- **Brief 1**: Reproduce word for word the part of the post responding to James White between "James White says" and "from church history.", inclusive.
- **Brief 2**: Pick up the post responding to James White after its final sentence and keep writing it.

- **Passage for review**:

═══

James White says that he doesn't have the time to respond to the critique that I posted in this thread on Patrick Madrid's forum. But based on his citation of 1 Cor. 1-2, his implication is that I am somehow dealing in the "wisdom of men," while his own philosophy is "grounded in the inspired text." But White is simply a wolf in sheep's clothing, trying to hide from the fact that his own philosophy not only originates in human reasoning entirely outside of the Word of God but rather partakes of fundamental Christological error, which is what happens when you don't learn from church history.
White says:
Now, Crimson Catholic may choke when I say this, but the only sound Christian philosophy is that which is grounded in the inspired text. And, though he will utterly blow a circuit here, I believe exegesis is, in fact, the "queen of the theological arts," the most important of the fields of study, and that it is foundational to all else, including systematic theology, Christian philosophy, apologetics and the like.
Oh, I entirely agree. In fact, if you read Dei Verbum, you'd know that Catholics entirely agree too. The question is what philosophy one brings to exegesis. In other words, in evaluating Scripture, do you start from the historical reality of Jesus Christ, God Incarnate, or do you instead start from the fallible limitations of humanity? That's what determines whether you allow exegesis of the text to include spiritual exegesis, wherein the true meaning of Scripture can be also realized in the Holy Spirit by pious reflection on Scripture within the life and Tradition of the Church, or whether you limit the true meaning of Scripture according to human limitations. White's "grammatical-historical" method is a human invention, plainly and simply, and to limit the true meaning of Scripture by that human method makes Scripture into a mere created thing, much like Arianism makes Christ into a mere created thing. But Scripture is not a mere created thing; it is the transcendent Word of God, God-breathed (inspired) by the Holy Spirit.

═══

- **Supplied material**:
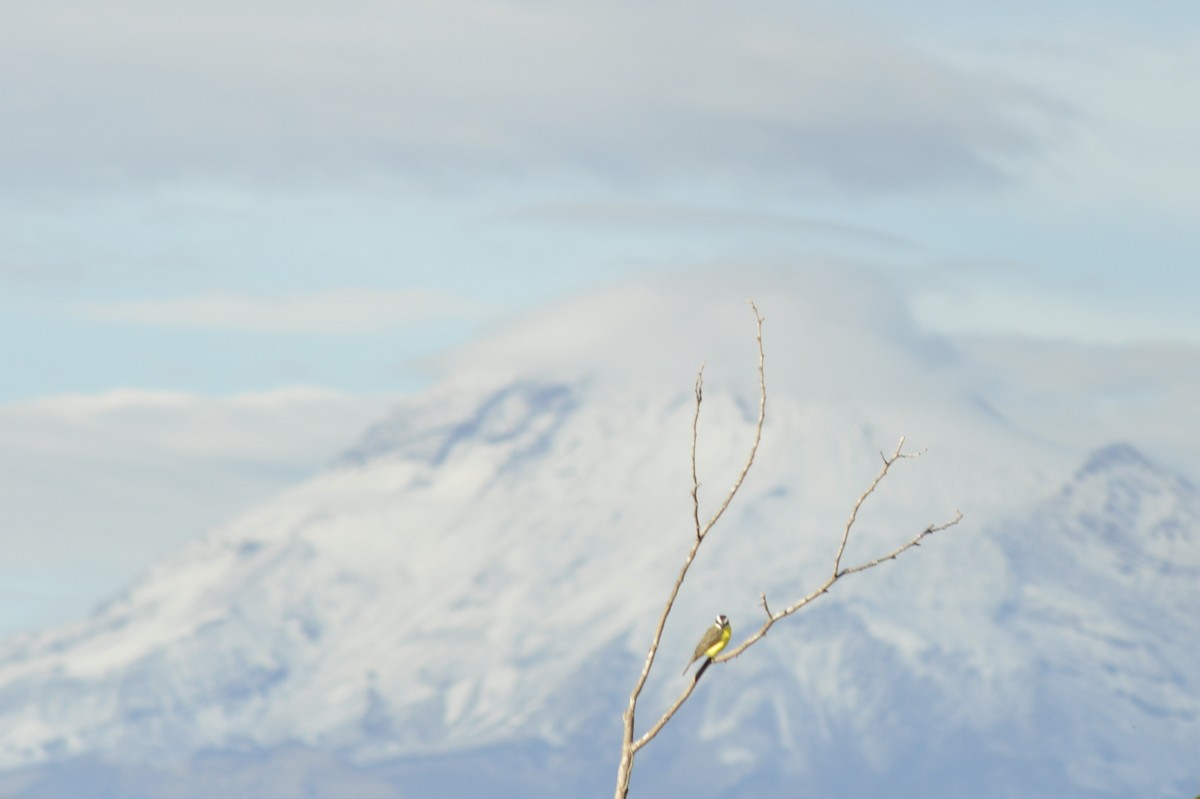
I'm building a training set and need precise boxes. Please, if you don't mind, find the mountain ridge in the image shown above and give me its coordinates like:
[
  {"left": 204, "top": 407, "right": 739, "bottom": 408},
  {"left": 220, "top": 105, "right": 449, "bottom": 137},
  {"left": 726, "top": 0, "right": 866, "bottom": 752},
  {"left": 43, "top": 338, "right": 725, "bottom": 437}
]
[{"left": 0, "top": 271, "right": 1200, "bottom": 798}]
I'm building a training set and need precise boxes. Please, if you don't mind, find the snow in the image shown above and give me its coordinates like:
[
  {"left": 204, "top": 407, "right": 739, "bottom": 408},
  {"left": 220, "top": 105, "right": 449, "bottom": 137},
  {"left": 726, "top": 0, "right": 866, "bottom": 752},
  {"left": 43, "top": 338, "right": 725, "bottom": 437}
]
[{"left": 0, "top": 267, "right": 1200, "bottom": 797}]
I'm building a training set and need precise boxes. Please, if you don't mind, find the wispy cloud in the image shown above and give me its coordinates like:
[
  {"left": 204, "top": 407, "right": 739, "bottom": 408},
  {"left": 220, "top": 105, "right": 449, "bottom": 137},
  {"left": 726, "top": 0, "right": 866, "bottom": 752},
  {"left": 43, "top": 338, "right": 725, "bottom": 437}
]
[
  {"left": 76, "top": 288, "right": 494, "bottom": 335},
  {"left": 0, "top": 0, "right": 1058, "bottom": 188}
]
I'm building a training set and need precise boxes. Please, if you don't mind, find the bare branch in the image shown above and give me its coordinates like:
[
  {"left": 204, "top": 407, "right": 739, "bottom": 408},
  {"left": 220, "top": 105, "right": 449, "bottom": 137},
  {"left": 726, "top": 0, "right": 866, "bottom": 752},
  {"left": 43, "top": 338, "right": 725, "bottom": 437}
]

═══

- **Task result 1**:
James White says that he doesn't have the time to respond to the critique that I posted in this thread on Patrick Madrid's forum. But based on his citation of 1 Cor. 1-2, his implication is that I am somehow dealing in the "wisdom of men," while his own philosophy is "grounded in the inspired text." But White is simply a wolf in sheep's clothing, trying to hide from the fact that his own philosophy not only originates in human reasoning entirely outside of the Word of God but rather partakes of fundamental Christological error, which is what happens when you don't learn from church history.

- **Task result 2**:
Orthodox Christians start from the historically real Christ, fully God and fully man, not from Arian presuppositions that cannot be reconciled with the reality of the God-man. That fosters a recognition of the Word of God as a union of the transcendent and the created, not one at the expense of the other. Indeed, it is hardly a coincidence that Arian heretics such as Maximinus were the ones arguing against the transcendent quality of Scripture, while the orthodox St. Athanasius risked his own life and suffered exile in order to defend the reading of Scripture in the life of the Church. White's faith in human reason is simply the old serpent of Arianism resurrected from the grave, and that's why it is so ridiculous (and completely insupportable) for him to argue that St. Athanaius supported sola scriptura.
So why am I wasting my time with White, whose claim of historical continuity with the risen Christ is as fanciful as that of Jehovah's Witnesses or Mormons? Simply because their absurdity from a historical perspective is obvious, while James White's is the insidious Arian venom that has infected the orthodox Christian community before. Nor is it a case, as with the Reformers, where they endorsed serious errors (including Monophysitism for Luther, Nestorianism for Calvin, and quite obvious Monotheletism in both cases) in a sincere effort to act for the good of the Church, an effort inherited my a large number of Protestants of the present day who are attempting to reconcile their theology with the historical Church. Their concept of sola scriptura was inseparable from the life of the Church, nothing like the bile of heresy that White swallows without blinking.
So perhaps White should convince me why I should abandon the true faith of the Christian Church to accept what would require me to deny the historical reality of Christ, his man-made tradition of the exclusive "grammatical-historical method." I have an idea what St. Paul would say about accepting the "wisdom of men" in place of the Cross.